-- START OF Data supplied --
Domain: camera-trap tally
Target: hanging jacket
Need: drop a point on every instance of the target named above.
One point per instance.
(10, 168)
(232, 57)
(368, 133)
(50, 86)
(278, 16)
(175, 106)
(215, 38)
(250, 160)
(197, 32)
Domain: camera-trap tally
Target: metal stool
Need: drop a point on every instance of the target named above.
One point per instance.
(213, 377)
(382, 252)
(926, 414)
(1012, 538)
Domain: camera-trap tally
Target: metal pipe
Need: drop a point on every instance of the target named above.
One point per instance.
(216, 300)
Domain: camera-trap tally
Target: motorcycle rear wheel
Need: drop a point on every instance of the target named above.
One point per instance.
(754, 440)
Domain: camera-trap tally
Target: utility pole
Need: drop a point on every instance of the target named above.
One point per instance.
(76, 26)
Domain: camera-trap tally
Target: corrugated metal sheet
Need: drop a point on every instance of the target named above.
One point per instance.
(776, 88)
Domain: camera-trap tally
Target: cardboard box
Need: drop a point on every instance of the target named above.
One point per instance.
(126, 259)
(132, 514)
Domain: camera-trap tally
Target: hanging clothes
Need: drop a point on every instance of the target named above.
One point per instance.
-- END OF Data supplied --
• _What the exercise asks_
Update the data from its first line through the line that contains "(1012, 538)", replacing "hanging jacket" with "hanging coat" and leaving everything else unchanged. Return only those lines.

• _Written response_
Domain: camera-trap tally
Target: hanging coat
Need: drop a point on every instance of the target named above.
One point per instance.
(10, 168)
(232, 57)
(368, 133)
(50, 86)
(278, 16)
(175, 106)
(215, 38)
(250, 160)
(197, 32)
Domain: camera-trap tally
Target: metal stool
Need: drop a point on every instance of the target named above.
One point per instance.
(213, 377)
(382, 252)
(926, 414)
(1012, 538)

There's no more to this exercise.